Text shown:
Neville Chamberlain, Sir Horace Wilson, & Britain's Plight of Appeasement

 

Adapted from Fighting Churchill, Appeasing Hitler by Adrian Phillips, published by Pegasus Books. Reprinted with permission. All other rights reserved.

 

In 1941, as his time in office drew to a close, the head of the British Civil Service, Sir Horace Wilson, sat down to write an account of the government policy with which he had been most closely associated. It was also the defining policy of Neville Chamberlain, the Prime Minister whom Wilson had served as his closest adviser throughout his time in office. It had brought Chamberlain immense prestige, but this had been followed very shortly afterwards by near-universal criticism. Under the title ‘Munich, 1938’, Wilson gave his version of the events leading up to the Munich conference of 30 September 1938, which had prevented – or, as proved to be the case, delayed – the outbreak of another world war at the cost of the dismemberment of Czechoslovakia. By then the word ‘appeasement’ had acquired a thoroughly derogatory meaning. Chamberlain had died in 1940, leaving Wilson to defend their joint reputation. Both men had been driven by the highest of motivations: the desire to prevent war. Both had been completely convinced that their policy was the correct one at the time and neither ever admitted afterwards that they might have been wrong.

Material:
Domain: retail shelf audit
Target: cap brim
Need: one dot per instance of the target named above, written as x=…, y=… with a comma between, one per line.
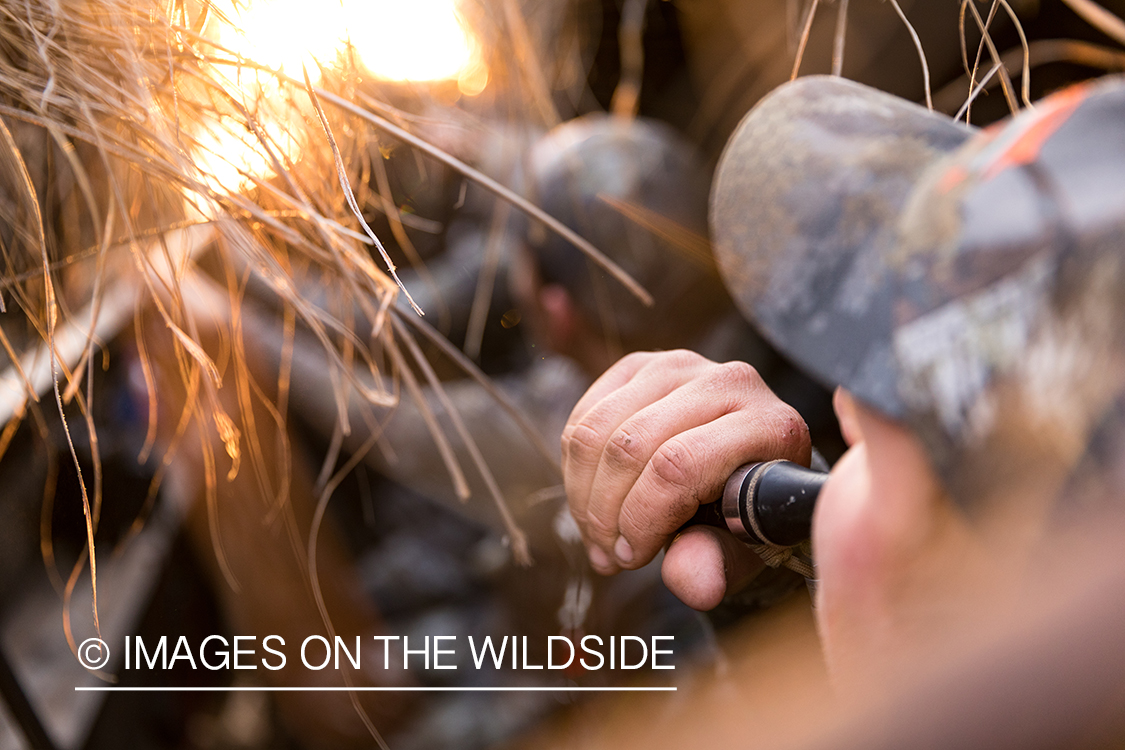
x=804, y=202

The request: Write out the excerpt on Neville Chamberlain, Sir Horace Wilson, and appeasement in full, word for word, from its title through its final sentence.

Answer to the problem:
Neville Chamberlain, Sir Horace Wilson, & Britain's Plight of Appeasement

 

Adapted from Fighting Churchill, Appeasing Hitler by Adrian Phillips, published by Pegasus Books. Reprinted with permission. All other rights reserved.

 

In 1941, as his time in office drew to a close, the head of the British Civil Service, Sir Horace Wilson, sat down to write an account of the government policy with which he had been most closely associated. It was also the defining policy of Neville Chamberlain, the Prime Minister whom Wilson had served as his closest adviser throughout his time in office. It had brought Chamberlain immense prestige, but this had been followed very shortly afterwards by near-universal criticism. Under the title ‘Munich, 1938’, Wilson gave his version of the events leading up to the Munich conference of 30 September 1938, which had prevented – or, as proved to be the case, delayed – the outbreak of another world war at the cost of the dismemberment of Czechoslovakia. By then the word ‘appeasement’ had acquired a thoroughly derogatory meaning. Chamberlain had died in 1940, leaving Wilson to defend their joint reputation. Both men had been driven by the highest of motivations: the desire to prevent war. Both had been completely convinced that their policy was the correct one at the time and neither ever admitted afterwards that they might have been wrong.